### TASK REQUIREMENTS
After locating the line with "on the nightstand", retype it and every later line exactly, stopping at the end of the records.
----
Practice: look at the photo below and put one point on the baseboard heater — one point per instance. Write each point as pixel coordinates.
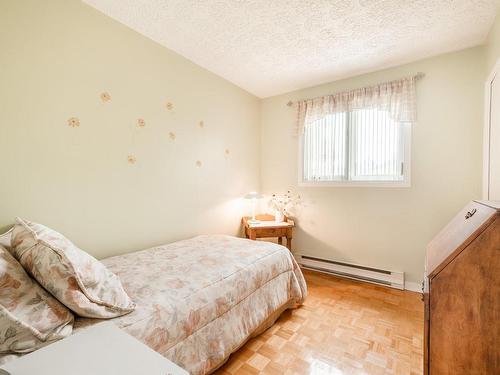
(393, 279)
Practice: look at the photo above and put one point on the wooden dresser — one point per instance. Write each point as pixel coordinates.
(462, 294)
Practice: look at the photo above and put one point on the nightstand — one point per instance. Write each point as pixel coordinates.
(268, 228)
(102, 349)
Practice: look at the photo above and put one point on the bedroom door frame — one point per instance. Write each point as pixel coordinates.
(487, 128)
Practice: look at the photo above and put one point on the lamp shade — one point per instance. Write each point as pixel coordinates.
(253, 195)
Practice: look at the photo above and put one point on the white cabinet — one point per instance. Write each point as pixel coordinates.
(102, 349)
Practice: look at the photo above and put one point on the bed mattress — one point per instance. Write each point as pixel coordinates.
(200, 299)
----
### RESPONSE TO THE EXERCISE
Practice: look at the photo above and put one point on the nightstand — one point per instance. Write each point as pixel coordinates.
(268, 228)
(102, 349)
Practice: look at the photo above and put one point on the bedroom door frame — one point per instance. Write each point as pixel coordinates.
(487, 128)
Practice: look at the photo above and put one point on the lamp shade — one point per instance. Write each point as pixel coordinates.
(253, 195)
Practice: look at the photo above and put one point on the white cabinet — one point per instance. Write each point as pixel coordinates.
(102, 349)
Practice: look at the photo above and put one point on the bed mattress — one point per instance. Write each point as pixel coordinates.
(200, 299)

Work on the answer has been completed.